(Estratto del dataset)
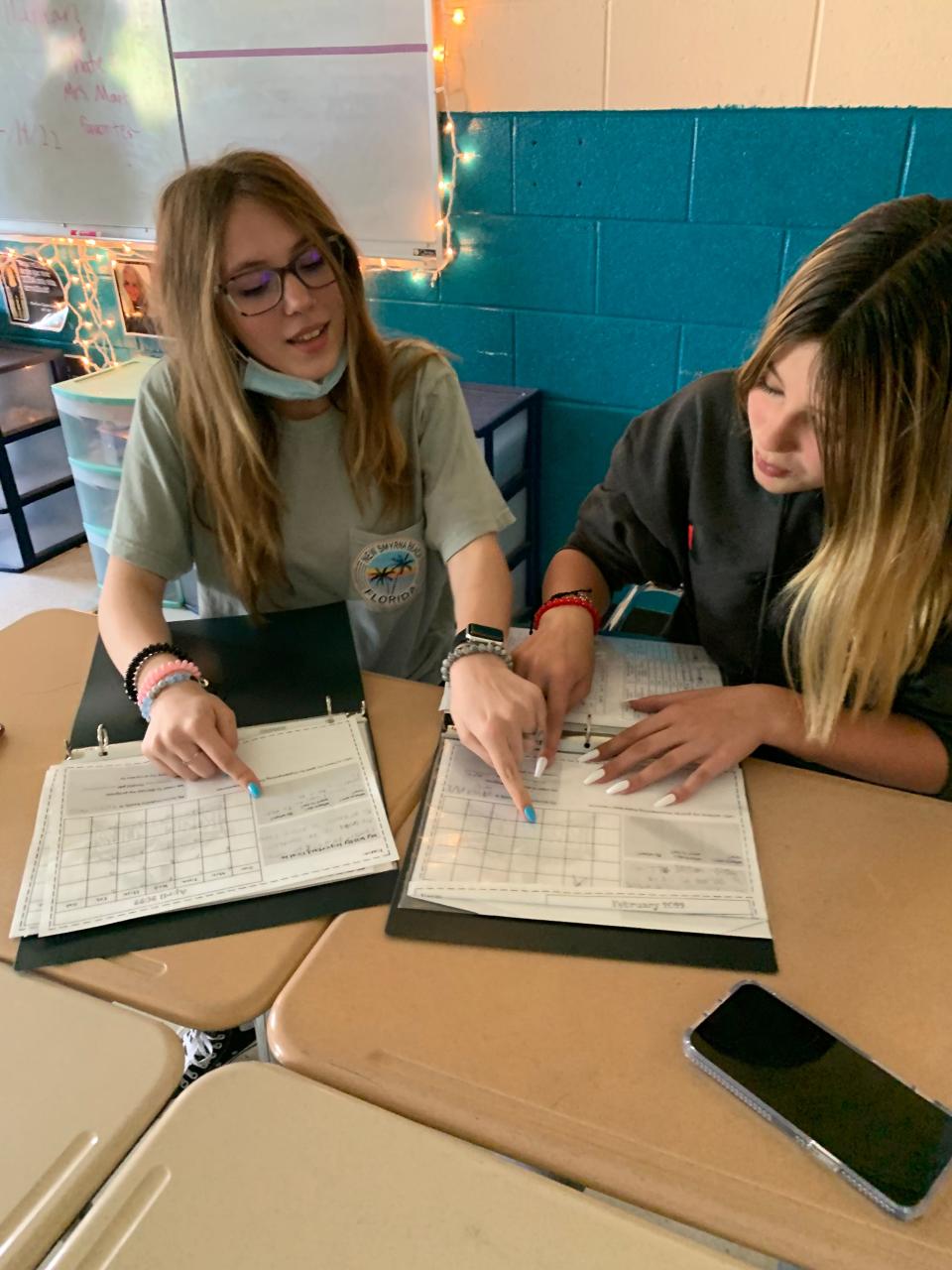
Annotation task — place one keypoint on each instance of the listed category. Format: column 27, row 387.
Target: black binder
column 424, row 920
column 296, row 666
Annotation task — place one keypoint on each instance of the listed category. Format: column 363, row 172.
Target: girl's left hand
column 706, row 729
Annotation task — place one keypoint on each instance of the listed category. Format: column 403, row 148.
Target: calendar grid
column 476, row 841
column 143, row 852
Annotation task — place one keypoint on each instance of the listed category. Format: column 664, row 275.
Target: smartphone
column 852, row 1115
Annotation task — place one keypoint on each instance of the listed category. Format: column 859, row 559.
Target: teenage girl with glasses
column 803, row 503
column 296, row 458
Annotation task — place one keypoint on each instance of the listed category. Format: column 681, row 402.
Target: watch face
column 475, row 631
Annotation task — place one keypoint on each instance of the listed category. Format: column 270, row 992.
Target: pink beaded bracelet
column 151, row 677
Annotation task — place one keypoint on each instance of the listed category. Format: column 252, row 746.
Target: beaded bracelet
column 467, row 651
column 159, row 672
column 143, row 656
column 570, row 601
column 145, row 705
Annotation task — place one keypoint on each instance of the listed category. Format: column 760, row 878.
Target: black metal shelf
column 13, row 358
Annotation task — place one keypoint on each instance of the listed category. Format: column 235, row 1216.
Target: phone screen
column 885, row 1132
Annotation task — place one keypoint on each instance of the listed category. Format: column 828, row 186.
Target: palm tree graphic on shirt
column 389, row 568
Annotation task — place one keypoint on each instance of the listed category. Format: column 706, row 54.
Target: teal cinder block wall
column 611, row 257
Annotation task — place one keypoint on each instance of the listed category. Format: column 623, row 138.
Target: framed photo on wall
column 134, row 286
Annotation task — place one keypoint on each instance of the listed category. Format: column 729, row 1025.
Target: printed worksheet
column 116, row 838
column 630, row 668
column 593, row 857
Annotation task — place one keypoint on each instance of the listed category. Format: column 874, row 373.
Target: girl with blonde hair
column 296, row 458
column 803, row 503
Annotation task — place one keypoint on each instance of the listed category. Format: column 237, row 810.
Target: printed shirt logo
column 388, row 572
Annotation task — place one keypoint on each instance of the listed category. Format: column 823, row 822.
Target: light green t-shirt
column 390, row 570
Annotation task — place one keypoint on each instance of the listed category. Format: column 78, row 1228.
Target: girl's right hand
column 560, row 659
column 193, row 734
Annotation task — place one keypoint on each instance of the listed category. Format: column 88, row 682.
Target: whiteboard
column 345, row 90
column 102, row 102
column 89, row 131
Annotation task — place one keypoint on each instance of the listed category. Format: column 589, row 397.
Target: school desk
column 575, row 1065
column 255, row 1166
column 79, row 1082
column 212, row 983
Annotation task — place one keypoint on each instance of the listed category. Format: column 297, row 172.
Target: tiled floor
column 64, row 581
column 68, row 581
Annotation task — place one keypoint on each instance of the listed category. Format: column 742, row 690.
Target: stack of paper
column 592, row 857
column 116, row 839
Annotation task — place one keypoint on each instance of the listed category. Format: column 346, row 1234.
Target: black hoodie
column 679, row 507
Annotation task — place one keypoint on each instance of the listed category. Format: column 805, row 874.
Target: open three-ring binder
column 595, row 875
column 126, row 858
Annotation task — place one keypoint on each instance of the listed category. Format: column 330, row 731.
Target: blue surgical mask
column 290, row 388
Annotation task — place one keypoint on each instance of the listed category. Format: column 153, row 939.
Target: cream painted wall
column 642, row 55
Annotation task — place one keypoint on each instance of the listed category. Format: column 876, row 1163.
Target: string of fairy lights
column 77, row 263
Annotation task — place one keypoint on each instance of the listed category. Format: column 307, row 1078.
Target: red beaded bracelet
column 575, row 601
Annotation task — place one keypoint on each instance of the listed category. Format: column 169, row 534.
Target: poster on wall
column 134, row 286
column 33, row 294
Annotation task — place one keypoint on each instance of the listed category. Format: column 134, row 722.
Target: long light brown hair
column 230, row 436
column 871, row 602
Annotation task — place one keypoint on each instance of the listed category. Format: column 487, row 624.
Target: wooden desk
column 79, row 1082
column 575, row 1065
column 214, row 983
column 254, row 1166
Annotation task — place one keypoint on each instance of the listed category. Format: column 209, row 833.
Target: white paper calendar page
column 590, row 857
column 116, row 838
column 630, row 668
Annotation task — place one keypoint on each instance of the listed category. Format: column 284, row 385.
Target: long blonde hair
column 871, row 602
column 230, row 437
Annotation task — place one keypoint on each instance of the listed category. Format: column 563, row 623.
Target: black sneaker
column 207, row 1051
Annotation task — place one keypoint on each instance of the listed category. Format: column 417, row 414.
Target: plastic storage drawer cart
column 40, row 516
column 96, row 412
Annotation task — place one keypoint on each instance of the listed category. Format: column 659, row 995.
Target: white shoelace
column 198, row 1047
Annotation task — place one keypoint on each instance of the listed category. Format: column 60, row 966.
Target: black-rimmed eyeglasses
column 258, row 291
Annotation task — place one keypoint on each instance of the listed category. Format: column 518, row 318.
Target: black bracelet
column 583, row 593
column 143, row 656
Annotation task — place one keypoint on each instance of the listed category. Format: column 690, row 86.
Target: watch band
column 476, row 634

---

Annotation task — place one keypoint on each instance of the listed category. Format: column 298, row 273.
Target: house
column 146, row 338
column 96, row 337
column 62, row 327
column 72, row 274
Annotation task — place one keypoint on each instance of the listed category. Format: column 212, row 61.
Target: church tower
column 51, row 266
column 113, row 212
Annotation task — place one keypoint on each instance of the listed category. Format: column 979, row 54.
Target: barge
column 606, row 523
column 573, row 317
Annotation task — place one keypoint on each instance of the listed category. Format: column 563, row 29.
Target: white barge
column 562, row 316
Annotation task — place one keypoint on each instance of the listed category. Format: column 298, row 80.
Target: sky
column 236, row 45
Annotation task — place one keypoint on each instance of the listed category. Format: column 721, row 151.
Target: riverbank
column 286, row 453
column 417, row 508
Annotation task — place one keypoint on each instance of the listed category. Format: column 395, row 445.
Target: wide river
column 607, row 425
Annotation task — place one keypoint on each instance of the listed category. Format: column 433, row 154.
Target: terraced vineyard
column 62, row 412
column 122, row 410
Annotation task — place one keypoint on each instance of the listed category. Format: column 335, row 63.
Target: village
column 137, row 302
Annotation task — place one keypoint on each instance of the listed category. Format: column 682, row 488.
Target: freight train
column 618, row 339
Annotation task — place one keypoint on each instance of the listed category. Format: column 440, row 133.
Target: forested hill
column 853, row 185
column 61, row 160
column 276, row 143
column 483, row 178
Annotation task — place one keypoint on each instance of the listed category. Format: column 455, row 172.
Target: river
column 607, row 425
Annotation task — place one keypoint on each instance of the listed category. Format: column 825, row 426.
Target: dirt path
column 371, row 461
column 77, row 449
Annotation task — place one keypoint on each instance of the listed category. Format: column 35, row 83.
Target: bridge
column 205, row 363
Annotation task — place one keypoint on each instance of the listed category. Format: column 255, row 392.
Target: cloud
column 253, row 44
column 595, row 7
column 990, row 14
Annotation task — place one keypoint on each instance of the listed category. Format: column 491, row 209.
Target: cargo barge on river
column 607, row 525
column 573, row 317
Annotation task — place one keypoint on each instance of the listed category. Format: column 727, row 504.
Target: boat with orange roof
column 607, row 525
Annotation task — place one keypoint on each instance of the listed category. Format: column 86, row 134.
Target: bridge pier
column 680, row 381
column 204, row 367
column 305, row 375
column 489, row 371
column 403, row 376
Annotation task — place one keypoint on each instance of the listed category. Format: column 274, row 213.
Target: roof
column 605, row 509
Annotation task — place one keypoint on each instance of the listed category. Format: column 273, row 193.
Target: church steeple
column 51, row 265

ISTRUZIONI DI LAVORO - Restituisci senza alcuna modifica le righe che partono da quella contenente "805, row 874." e arrivano a quella contenente "column 575, row 601", entrambe incluse.

RISPOSTA AL COMPITO -
Annotation task — place one keypoint on each instance of the listed category. Format: column 805, row 874.
Target: open three-ring binder
column 595, row 875
column 126, row 858
Annotation task — place one keypoint on each instance of the listed category. Format: column 330, row 731.
Target: blue surgical mask
column 290, row 388
Annotation task — place one keypoint on each instance of the listed category. Format: column 153, row 939.
Target: cream painted wall
column 642, row 55
Annotation task — place one keypoint on each instance of the listed category. Format: column 876, row 1163.
Target: string of fairy lights
column 77, row 263
Annotation task — place one keypoint on each instance of the listed category. Format: column 307, row 1078.
Target: red beaded bracelet
column 575, row 601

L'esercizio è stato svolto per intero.